▶ [Collected data]
— start —
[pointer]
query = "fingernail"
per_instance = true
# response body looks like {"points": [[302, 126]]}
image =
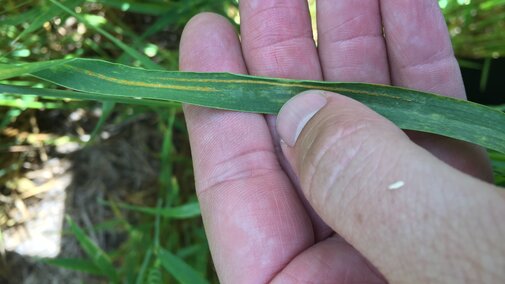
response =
{"points": [[296, 113]]}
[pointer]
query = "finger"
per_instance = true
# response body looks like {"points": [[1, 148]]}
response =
{"points": [[412, 216], [330, 261], [351, 46], [277, 41], [251, 214], [421, 57]]}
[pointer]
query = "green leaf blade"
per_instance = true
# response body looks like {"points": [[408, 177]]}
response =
{"points": [[409, 109], [179, 269]]}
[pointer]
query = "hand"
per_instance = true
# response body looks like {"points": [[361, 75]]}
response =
{"points": [[440, 225]]}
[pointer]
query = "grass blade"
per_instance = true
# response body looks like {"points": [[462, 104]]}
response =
{"points": [[409, 109], [185, 211], [99, 258], [179, 269]]}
— end —
Show each line in the rows above that contains the string "body", copying every such line in full.

# response body looks like {"points": [[302, 126]]}
# response body looks like {"points": [[1, 148]]}
# response body looks like {"points": [[408, 177]]}
# response body looks like {"points": [[361, 75]]}
# response body looks like {"points": [[462, 104]]}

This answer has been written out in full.